■ Records shown
========================
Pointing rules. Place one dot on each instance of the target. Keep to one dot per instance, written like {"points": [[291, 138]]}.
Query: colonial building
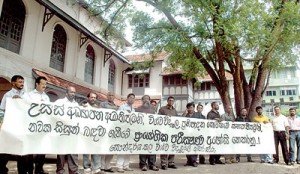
{"points": [[57, 39], [282, 90]]}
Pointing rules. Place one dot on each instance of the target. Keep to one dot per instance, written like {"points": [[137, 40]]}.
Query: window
{"points": [[288, 92], [11, 25], [138, 80], [111, 75], [58, 50], [89, 64], [174, 80], [206, 86], [270, 93]]}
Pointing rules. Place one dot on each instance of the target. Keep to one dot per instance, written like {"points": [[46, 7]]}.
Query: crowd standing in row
{"points": [[285, 128]]}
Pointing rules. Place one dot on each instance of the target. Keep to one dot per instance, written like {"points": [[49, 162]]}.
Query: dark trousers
{"points": [[147, 160], [191, 159], [167, 160], [280, 137], [39, 163], [25, 164], [248, 156], [214, 158], [201, 159], [3, 161], [72, 163]]}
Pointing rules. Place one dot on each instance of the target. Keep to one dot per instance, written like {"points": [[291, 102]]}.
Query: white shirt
{"points": [[126, 107], [10, 94], [279, 122], [36, 96], [66, 101], [294, 123]]}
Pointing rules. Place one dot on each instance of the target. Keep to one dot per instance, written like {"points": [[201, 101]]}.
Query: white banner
{"points": [[46, 128]]}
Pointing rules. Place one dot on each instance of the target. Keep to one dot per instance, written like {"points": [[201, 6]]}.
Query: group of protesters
{"points": [[285, 128]]}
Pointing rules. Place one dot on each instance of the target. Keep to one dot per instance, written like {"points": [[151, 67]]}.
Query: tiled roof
{"points": [[63, 84], [143, 57], [207, 78], [167, 72]]}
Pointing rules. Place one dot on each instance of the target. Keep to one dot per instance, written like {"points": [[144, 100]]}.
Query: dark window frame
{"points": [[58, 48], [89, 64], [139, 80]]}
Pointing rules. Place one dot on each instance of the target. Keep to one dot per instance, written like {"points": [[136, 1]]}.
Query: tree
{"points": [[218, 36]]}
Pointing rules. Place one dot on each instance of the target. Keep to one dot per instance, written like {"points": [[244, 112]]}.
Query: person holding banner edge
{"points": [[147, 158], [24, 162], [260, 118], [123, 160], [72, 159], [38, 95], [214, 115], [243, 118], [106, 159], [281, 135], [170, 111], [190, 112], [294, 123], [93, 165]]}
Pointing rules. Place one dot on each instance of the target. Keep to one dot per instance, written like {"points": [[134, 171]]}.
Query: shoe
{"points": [[41, 172], [144, 168], [98, 172], [233, 161], [227, 161], [128, 169], [120, 170], [250, 160], [219, 162], [108, 170], [87, 171], [172, 166], [164, 167], [154, 168]]}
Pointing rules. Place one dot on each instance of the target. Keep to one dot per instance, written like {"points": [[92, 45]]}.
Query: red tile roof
{"points": [[207, 78], [62, 83], [143, 57]]}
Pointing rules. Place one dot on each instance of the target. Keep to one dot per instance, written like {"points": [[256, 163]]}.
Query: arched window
{"points": [[58, 50], [53, 96], [111, 75], [11, 24], [89, 64]]}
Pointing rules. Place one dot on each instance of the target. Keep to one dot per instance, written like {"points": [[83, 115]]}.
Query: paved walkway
{"points": [[239, 168]]}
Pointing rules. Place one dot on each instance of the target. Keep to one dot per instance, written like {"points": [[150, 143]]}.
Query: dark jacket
{"points": [[241, 119]]}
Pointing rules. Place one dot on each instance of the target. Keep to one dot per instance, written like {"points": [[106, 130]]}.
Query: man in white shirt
{"points": [[38, 95], [106, 159], [281, 135], [72, 159], [25, 162], [93, 165], [294, 123], [123, 160]]}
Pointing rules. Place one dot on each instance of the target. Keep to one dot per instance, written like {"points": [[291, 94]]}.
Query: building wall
{"points": [[36, 49]]}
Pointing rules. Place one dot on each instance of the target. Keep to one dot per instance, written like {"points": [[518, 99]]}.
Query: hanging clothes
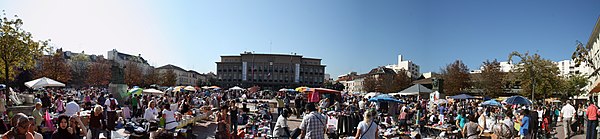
{"points": [[314, 97]]}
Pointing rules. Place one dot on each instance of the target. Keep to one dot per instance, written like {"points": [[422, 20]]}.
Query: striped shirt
{"points": [[314, 126]]}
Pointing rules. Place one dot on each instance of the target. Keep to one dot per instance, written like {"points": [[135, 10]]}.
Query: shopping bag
{"points": [[49, 124]]}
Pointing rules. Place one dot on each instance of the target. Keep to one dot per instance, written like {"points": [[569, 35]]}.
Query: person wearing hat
{"points": [[223, 122], [567, 113], [592, 116], [367, 129], [313, 125], [281, 129]]}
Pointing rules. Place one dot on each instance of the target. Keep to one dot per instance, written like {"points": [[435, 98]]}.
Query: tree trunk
{"points": [[6, 72]]}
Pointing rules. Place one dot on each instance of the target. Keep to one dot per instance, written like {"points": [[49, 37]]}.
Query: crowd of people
{"points": [[89, 112], [466, 118]]}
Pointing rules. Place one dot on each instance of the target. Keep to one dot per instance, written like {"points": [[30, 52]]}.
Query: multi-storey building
{"points": [[270, 71], [409, 66], [594, 43]]}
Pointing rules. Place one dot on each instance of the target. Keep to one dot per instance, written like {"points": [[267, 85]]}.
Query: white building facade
{"points": [[594, 43], [412, 68]]}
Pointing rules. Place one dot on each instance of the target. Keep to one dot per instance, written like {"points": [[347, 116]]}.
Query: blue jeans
{"points": [[96, 133], [591, 129]]}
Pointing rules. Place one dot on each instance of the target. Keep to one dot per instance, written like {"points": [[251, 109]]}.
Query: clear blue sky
{"points": [[348, 35]]}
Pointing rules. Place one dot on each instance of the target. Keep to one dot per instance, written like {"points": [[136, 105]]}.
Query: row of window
{"points": [[268, 68], [267, 81]]}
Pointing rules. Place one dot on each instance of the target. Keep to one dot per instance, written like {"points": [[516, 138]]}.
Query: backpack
{"points": [[504, 132], [113, 104]]}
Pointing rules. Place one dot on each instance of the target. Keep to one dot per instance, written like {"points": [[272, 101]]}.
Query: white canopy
{"points": [[43, 82], [236, 88], [405, 94], [152, 91], [189, 88], [372, 94]]}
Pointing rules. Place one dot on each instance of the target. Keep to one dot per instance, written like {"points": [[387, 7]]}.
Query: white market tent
{"points": [[372, 94], [43, 82], [236, 88], [189, 88], [152, 91]]}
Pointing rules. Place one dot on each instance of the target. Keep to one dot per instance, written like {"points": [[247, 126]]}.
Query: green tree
{"points": [[536, 74], [456, 78], [18, 50], [490, 81], [55, 67], [169, 78], [572, 85]]}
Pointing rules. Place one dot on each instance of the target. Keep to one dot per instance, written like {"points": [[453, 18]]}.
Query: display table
{"points": [[188, 119]]}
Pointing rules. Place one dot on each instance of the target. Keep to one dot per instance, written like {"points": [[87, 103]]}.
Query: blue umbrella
{"points": [[491, 102], [462, 96], [518, 100], [384, 97]]}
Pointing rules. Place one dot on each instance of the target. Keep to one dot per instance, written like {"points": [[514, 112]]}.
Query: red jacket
{"points": [[592, 112]]}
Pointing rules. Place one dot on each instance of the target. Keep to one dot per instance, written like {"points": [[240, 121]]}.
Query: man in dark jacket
{"points": [[298, 103], [533, 126]]}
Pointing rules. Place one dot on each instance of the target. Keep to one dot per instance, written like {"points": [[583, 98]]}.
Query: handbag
{"points": [[49, 123], [296, 133], [363, 134]]}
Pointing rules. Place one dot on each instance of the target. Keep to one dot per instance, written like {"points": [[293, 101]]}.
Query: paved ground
{"points": [[561, 133], [207, 130]]}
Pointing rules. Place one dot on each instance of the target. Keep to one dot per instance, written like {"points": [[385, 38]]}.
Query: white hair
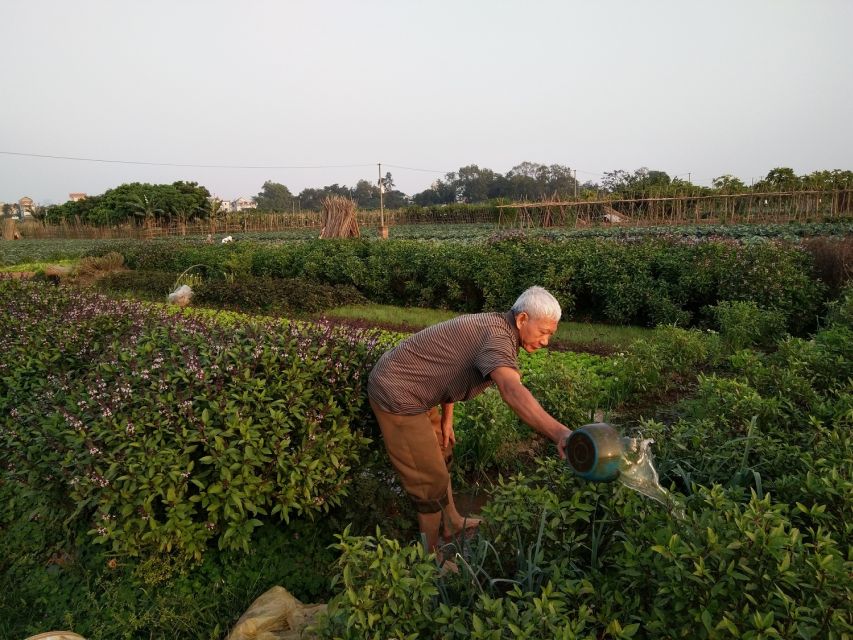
{"points": [[538, 303]]}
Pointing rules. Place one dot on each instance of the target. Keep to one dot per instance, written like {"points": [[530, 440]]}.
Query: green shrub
{"points": [[742, 324], [167, 431], [388, 590], [560, 558], [641, 281], [669, 360], [246, 293]]}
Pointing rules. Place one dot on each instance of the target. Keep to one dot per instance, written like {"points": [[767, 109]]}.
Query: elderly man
{"points": [[448, 362]]}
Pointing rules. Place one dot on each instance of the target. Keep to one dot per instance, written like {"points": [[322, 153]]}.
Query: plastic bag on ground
{"points": [[181, 296], [276, 615]]}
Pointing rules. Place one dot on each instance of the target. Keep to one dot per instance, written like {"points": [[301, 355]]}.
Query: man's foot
{"points": [[465, 528], [445, 566]]}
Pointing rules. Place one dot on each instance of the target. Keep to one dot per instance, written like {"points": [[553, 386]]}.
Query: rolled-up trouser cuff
{"points": [[429, 506], [414, 447]]}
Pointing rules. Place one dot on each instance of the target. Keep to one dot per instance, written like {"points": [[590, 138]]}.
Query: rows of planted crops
{"points": [[160, 469]]}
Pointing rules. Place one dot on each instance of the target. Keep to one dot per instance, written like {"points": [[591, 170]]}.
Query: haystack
{"points": [[339, 218], [10, 230]]}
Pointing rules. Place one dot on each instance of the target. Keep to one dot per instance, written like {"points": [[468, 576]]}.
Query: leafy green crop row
{"points": [[645, 282]]}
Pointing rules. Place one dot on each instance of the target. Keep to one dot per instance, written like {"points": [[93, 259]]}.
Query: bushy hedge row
{"points": [[171, 431], [650, 281], [245, 292]]}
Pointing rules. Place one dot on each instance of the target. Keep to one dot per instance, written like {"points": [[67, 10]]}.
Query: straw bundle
{"points": [[339, 218], [10, 231]]}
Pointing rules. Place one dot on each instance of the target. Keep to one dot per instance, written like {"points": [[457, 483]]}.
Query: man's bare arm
{"points": [[522, 402]]}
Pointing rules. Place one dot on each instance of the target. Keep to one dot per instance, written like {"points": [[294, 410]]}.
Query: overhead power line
{"points": [[233, 166], [190, 166]]}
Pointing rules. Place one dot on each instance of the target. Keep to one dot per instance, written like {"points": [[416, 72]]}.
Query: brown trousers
{"points": [[414, 446]]}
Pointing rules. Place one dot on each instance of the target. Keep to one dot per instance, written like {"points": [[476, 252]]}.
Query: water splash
{"points": [[637, 471]]}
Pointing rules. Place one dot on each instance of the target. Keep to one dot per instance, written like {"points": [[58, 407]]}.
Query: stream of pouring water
{"points": [[637, 471]]}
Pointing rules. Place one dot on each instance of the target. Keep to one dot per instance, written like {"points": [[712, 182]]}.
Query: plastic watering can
{"points": [[594, 452]]}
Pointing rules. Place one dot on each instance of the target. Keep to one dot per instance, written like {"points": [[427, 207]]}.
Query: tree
{"points": [[144, 208], [439, 192], [366, 195], [729, 184], [779, 179], [274, 197]]}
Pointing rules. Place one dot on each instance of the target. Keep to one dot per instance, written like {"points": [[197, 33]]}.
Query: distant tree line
{"points": [[182, 202], [143, 203]]}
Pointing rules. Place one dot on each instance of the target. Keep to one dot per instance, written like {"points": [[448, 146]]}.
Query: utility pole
{"points": [[383, 230]]}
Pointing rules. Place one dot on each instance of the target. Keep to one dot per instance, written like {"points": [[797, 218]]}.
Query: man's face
{"points": [[534, 332]]}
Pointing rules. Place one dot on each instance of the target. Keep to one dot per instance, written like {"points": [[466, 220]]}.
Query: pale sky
{"points": [[706, 87]]}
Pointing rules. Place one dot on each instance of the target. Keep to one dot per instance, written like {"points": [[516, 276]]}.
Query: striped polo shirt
{"points": [[447, 362]]}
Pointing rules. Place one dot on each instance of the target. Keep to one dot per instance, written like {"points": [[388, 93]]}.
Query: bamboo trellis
{"points": [[688, 209]]}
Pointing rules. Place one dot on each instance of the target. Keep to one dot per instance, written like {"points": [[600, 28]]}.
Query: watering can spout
{"points": [[594, 452]]}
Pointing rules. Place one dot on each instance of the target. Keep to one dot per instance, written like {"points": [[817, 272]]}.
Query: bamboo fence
{"points": [[775, 207], [736, 208]]}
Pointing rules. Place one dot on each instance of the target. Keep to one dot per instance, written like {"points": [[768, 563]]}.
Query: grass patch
{"points": [[35, 266], [576, 335]]}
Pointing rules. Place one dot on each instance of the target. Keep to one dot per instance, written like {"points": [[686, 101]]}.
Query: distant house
{"points": [[243, 203], [26, 207], [224, 205]]}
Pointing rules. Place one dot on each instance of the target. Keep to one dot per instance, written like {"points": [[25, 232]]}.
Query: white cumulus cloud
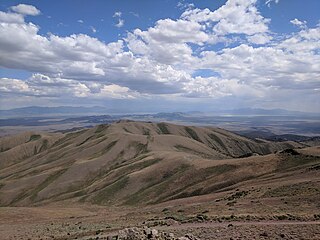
{"points": [[25, 9]]}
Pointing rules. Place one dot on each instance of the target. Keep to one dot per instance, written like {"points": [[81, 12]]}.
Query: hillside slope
{"points": [[130, 163]]}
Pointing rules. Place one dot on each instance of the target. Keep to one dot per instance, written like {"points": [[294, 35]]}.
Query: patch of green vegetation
{"points": [[34, 137], [22, 195], [83, 142], [192, 151], [46, 183], [177, 217], [299, 189], [45, 145], [126, 130], [144, 164], [202, 175], [216, 139], [163, 128], [192, 134], [101, 128], [237, 195], [4, 149], [146, 131], [157, 187], [140, 148], [63, 142], [105, 150], [35, 150], [293, 161], [108, 192]]}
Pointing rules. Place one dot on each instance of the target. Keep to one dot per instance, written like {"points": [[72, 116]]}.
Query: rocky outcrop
{"points": [[148, 233]]}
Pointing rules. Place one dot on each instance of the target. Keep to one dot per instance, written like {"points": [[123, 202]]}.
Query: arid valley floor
{"points": [[203, 181]]}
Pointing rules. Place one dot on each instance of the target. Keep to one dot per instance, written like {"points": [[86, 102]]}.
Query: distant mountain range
{"points": [[34, 111], [54, 111], [132, 163]]}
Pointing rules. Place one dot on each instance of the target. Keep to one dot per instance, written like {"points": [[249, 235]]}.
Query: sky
{"points": [[161, 55]]}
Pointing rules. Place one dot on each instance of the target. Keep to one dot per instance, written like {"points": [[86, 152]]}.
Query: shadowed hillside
{"points": [[133, 163]]}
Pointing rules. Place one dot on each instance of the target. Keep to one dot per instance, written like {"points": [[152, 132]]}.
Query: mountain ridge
{"points": [[129, 163]]}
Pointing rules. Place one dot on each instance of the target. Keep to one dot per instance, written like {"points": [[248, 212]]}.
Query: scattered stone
{"points": [[148, 233]]}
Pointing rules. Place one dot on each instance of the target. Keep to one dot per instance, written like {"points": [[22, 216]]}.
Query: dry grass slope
{"points": [[139, 163]]}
========================
■ Required task
Count how many lines of the records above contain the string "blue" with matching case, and reply with that number alone.

■ Solution for this problem
3